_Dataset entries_
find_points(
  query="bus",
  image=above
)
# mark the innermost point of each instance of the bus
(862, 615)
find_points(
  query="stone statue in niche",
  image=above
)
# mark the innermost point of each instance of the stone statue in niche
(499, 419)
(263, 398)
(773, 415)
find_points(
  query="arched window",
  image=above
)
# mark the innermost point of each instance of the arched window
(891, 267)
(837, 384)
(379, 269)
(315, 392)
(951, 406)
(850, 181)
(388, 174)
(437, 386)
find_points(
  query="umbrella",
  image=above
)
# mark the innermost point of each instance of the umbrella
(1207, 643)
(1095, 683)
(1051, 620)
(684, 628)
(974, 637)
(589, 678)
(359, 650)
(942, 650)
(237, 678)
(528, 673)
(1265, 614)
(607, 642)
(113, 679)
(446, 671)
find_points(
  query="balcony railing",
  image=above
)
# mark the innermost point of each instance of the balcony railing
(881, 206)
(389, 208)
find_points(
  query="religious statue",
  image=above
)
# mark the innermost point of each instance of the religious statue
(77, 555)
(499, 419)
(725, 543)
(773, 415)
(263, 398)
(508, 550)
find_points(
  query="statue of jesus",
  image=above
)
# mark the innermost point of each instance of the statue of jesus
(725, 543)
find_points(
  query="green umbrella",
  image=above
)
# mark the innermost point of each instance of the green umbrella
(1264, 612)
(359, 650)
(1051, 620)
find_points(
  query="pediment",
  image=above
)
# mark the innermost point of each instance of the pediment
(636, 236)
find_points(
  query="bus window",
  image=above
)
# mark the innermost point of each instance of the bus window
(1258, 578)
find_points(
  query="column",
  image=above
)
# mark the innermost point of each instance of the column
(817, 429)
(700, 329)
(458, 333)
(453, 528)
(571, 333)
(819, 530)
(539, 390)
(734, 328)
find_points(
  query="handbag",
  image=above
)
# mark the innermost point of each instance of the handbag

_ASSIGNED TASK_
Could you copy out all of the records above exactly?

_SOLUTION_
find_points(
  query="bus",
  image=above
)
# mark the innermost point of each instance of the bus
(862, 615)
find_points(
  query="stone statue in niche",
  image=above
)
# mark the innermost point of each instance of the stone statue in niche
(499, 419)
(263, 398)
(773, 415)
find_points(
  query="arched window",
  image=above
)
# mark the innermost point of each instance of the arched window
(891, 267)
(837, 384)
(379, 269)
(315, 392)
(951, 406)
(850, 181)
(388, 174)
(437, 386)
find_points(
  query="umbrella",
  image=above
)
# mark the innermost point of each instance of the umbrella
(1207, 643)
(1095, 683)
(1051, 620)
(684, 628)
(974, 637)
(589, 678)
(359, 650)
(942, 650)
(237, 678)
(528, 673)
(1265, 614)
(607, 642)
(113, 679)
(446, 671)
find_points(
  query="balcony railing",
  image=above
)
# mark the innermost point of each instance of the balcony railing
(881, 206)
(389, 208)
find_points(
  query="religious statue",
  image=above
)
# mark the innermost point of each instance of the religious statue
(77, 555)
(499, 419)
(725, 543)
(773, 415)
(263, 398)
(508, 550)
find_points(
  query="statue of jesus",
  image=above
)
# mark the innermost point of each instance of the statue of jesus
(725, 543)
find_points(
  query="green umbrella",
  image=above
)
# mark the innermost point of each instance of the green umbrella
(1264, 612)
(359, 650)
(1051, 620)
find_points(
  query="pediment",
  image=above
)
# mark the innermost point of each instance of the pediment
(636, 236)
find_points(
  query="bus window",
  image=above
)
# mark the innermost point of each instance of the bus window
(1258, 578)
find_points(
  query="column",
  image=above
)
# mark the innermost point of each instance of the column
(817, 429)
(700, 329)
(458, 333)
(453, 528)
(571, 333)
(819, 530)
(539, 390)
(734, 328)
find_points(
  query="handbag",
  image=above
)
# mark the innermost point of each instance of the handbag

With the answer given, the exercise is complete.